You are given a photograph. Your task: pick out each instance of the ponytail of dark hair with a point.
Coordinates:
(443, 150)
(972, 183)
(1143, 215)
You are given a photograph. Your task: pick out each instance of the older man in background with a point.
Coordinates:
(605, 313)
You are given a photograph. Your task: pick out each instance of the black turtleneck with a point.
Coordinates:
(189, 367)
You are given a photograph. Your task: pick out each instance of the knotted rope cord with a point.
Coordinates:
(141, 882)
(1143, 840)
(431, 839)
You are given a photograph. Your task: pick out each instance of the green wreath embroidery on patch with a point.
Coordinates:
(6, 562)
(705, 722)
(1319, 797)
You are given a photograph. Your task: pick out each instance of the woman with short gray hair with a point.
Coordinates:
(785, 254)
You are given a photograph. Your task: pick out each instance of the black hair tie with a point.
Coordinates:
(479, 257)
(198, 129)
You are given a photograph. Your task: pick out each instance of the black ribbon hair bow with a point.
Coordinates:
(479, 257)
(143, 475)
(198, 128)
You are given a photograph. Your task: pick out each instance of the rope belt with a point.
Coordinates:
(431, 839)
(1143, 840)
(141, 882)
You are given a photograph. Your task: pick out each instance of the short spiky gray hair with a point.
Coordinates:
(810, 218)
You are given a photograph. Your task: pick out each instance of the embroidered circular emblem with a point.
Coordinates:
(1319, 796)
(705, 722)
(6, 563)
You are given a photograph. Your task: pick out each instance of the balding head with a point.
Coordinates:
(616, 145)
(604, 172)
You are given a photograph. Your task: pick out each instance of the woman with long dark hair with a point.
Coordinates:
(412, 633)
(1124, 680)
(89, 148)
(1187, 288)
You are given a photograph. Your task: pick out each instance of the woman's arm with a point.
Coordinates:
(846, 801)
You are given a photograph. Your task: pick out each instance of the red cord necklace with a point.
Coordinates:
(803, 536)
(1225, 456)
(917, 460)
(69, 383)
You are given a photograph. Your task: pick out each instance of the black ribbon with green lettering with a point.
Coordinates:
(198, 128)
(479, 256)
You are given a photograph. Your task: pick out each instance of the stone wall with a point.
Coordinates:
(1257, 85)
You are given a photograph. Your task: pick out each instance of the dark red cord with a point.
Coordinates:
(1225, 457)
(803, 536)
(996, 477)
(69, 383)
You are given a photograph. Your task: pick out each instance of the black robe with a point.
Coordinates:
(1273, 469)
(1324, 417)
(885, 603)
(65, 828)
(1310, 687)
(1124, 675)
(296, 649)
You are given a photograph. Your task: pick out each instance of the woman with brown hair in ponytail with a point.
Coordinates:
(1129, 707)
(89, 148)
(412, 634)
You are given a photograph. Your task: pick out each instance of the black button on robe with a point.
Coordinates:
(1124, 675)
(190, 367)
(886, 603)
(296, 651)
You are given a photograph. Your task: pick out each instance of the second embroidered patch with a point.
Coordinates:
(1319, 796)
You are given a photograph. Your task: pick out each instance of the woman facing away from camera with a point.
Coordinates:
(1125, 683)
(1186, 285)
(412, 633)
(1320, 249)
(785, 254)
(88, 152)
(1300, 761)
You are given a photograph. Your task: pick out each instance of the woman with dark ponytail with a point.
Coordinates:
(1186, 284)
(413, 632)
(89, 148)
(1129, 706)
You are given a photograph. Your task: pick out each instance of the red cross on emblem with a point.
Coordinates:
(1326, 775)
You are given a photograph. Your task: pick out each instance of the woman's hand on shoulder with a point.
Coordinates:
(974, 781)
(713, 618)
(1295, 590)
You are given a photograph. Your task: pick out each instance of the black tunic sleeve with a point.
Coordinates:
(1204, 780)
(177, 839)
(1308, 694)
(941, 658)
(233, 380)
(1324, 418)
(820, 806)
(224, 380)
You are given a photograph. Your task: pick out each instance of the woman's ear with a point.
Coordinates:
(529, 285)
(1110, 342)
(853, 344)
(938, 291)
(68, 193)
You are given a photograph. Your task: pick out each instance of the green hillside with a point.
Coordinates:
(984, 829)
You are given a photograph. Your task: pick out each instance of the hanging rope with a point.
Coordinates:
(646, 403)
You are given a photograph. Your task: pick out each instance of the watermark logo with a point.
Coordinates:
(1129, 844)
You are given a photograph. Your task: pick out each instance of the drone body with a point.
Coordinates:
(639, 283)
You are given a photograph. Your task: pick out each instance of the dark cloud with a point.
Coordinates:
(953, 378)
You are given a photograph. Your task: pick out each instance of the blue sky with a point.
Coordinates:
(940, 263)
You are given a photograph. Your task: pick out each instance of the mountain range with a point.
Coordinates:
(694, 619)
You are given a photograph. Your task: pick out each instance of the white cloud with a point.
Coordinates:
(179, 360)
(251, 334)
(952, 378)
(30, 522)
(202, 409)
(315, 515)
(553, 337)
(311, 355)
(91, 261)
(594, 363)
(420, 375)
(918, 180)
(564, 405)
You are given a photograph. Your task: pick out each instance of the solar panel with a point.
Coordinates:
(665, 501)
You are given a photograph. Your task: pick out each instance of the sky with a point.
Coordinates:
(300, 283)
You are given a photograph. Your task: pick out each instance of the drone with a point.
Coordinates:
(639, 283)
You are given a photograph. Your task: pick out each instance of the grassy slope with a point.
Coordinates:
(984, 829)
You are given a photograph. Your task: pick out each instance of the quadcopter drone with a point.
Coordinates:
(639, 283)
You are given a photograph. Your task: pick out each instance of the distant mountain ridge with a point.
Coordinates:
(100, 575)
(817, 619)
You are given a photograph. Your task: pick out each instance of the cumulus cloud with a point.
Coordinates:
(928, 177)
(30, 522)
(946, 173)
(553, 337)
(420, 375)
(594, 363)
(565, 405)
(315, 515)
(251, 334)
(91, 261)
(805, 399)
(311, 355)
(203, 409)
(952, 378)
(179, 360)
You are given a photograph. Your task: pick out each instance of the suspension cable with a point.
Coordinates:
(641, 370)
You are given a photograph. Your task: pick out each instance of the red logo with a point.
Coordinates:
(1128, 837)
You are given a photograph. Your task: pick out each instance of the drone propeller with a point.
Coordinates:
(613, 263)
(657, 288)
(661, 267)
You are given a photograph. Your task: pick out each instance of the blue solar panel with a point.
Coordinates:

To be done:
Reproduce all of the data above word for word, with no changes.

Response to the task:
You are given a photograph. Your task: pick out each instance of the ponytail of dark hair with a point.
Coordinates:
(443, 150)
(972, 183)
(1143, 215)
You are given a photograph. Your task: pick out each instance of the older man in background with a point.
Coordinates:
(605, 313)
You are given a photograph. Your task: pick out each instance of the black turtleneck with a point.
Coordinates:
(189, 367)
You are given a photograph. Your task: pick out each instance of the knotted rope cord with a point.
Coordinates:
(141, 882)
(1143, 840)
(431, 839)
You are given a photograph. Your task: pick out each instance of the green wreath embroidery on patch with a point.
Coordinates:
(6, 562)
(705, 722)
(1319, 797)
You are given a photograph. Your task: pick out each instance of the woman with short gray hair with a point.
Coordinates:
(785, 254)
You are given a photograph. Your task: pick out each instance of the black hair tie with a point.
Coordinates:
(479, 257)
(198, 129)
You are given a photograph. Your task: pick out each instance of the black ribbon hair bow with a point.
Coordinates:
(479, 257)
(143, 475)
(198, 128)
You are given a photograph. Your task: pick out each instance of the rope belt with a point.
Coordinates:
(431, 839)
(1143, 840)
(141, 882)
You are given a photograph. Your task: pick out each instance of the short spiky gray hair with a point.
Coordinates:
(810, 218)
You are given a photograph. Your task: pick out each instance of the embroidered circular emblem with a point.
Coordinates:
(1319, 796)
(705, 722)
(6, 563)
You are given a photograph. Your task: pick out each instance of the balding head with a point.
Coordinates:
(616, 145)
(604, 172)
You are given a photograph. Your task: pick out each instance of the woman with long dark hair with a point.
Coordinates:
(412, 633)
(1124, 680)
(89, 148)
(1187, 288)
You are given a photograph. Your task: pick out each instance of the woman's arm with a point.
Coordinates:
(846, 801)
You are given a photograph. Your task: pick out each instance of the red cord necklace with a point.
Coordinates:
(803, 536)
(1225, 456)
(917, 460)
(69, 383)
You are given a photograph. Your task: pick out each instance of the black ribbon with green lettering with a point.
Coordinates:
(198, 128)
(479, 256)
You are given a photograph. Your task: pick out each instance of the stone wall with a point.
Coordinates:
(1257, 85)
You are given a photograph. Your task: pick out each instance of the dark red cord with a point.
Coordinates:
(1225, 457)
(803, 536)
(996, 477)
(69, 383)
You are given a photograph. Your task: pick out each instance of the black robe with a point.
Coordinates:
(1273, 469)
(1324, 417)
(885, 603)
(65, 828)
(1310, 687)
(1124, 675)
(296, 649)
You are given a photograph. Your task: pick out each instance of the woman with brown hair in ponytail with a point.
Coordinates:
(1129, 707)
(89, 148)
(412, 634)
You are given a photograph. Your task: pick out each instance of the black button on robe with a point.
Coordinates:
(1124, 675)
(190, 367)
(886, 603)
(296, 651)
You are given a photograph. Your task: pick out each instance of the second embroidered patch with a point.
Coordinates:
(1319, 796)
You are given a photograph. Your task: pick out each instance of the woman facing away from camera with a point.
Coordinates:
(1125, 683)
(1186, 285)
(412, 633)
(1320, 249)
(785, 254)
(88, 152)
(1300, 761)
You are given a photograph. Your task: pick out each instance of the woman with dark ponytail with a point.
Coordinates:
(1186, 284)
(413, 632)
(89, 148)
(1129, 706)
You are given a photograph. Your task: pick out each instance of the red cross on emblem with a point.
Coordinates:
(1326, 775)
You are given a photograph. Your task: pick out each instance of the woman's hand on shoulder with a point.
Coordinates:
(974, 781)
(713, 618)
(1295, 590)
You are given a photograph. Your task: pick out each instance of the black tunic sleeve with a point.
Coordinates:
(1204, 780)
(177, 839)
(1308, 694)
(941, 658)
(233, 380)
(1324, 418)
(820, 806)
(224, 380)
You are given a photograph. Your task: pick out each instance of the woman's ear with a point.
Coordinates:
(529, 285)
(1110, 342)
(853, 344)
(938, 291)
(68, 193)
You are given a photograph. Your task: pick out each instance of the green hillside with a point.
Coordinates:
(984, 829)
You are given a photograph. Your task: pick out each instance of the hanging rope with a point.
Coordinates:
(646, 403)
You are given a photograph. Your task: pick out each instance of the watermark logo with a point.
Coordinates:
(1129, 844)
You are given a photograph. Your task: pick out each instance of the drone body with a point.
Coordinates:
(639, 283)
You are given a photograph. Your task: pick out each instance of the dark cloud with a point.
Coordinates:
(953, 378)
You are given a photograph. Your task: pick out each instance of the blue sky with a point.
Coordinates:
(940, 263)
You are given a photograph. Your task: pick out each instance of the mountain range with a point.
Coordinates:
(694, 619)
You are given a photograph. Your task: pick out each instance of the white cloud with a point.
Coordinates:
(179, 360)
(251, 334)
(952, 378)
(30, 522)
(202, 409)
(315, 515)
(553, 337)
(311, 355)
(91, 261)
(594, 363)
(420, 375)
(918, 180)
(564, 405)
You are given a photograph. Your task: pick out each instance of the solar panel with a point.
Coordinates:
(665, 501)
You are given a photograph. Your task: pick out each instance of the sky with a point.
Coordinates:
(300, 283)
You are given a photograph. Your task: pick out each instance of the drone with a point.
Coordinates:
(639, 283)
You are given a photograph. Your task: pick out each instance of the grassy slope with a point.
Coordinates:
(984, 829)
You are given a photograph. Your task: pick out each instance of the quadcopter drone with a point.
Coordinates:
(639, 283)
You are given a photograph. Your task: pick out each instance of the distant mountain ridge with a point.
Coordinates:
(100, 575)
(817, 619)
You are given a photograph. Your task: pick out each instance of the cumulus cloud with a point.
Coordinates:
(928, 177)
(30, 522)
(946, 173)
(553, 337)
(420, 375)
(594, 363)
(565, 405)
(315, 515)
(251, 334)
(91, 261)
(805, 399)
(311, 355)
(203, 409)
(952, 378)
(179, 360)
You are given a photograph. Your task: pick out each instance of the suspension cable with a point.
Coordinates:
(641, 370)
You are given a photograph. Your task: pick out each instance of the red logo with a point.
Coordinates:
(1128, 837)
You are given a photograph. Your task: pick out each instance of the drone propeller with a point.
Coordinates:
(613, 263)
(657, 288)
(661, 267)
You are given a photograph. Your task: pick out each instance of the blue solar panel with a point.
Coordinates:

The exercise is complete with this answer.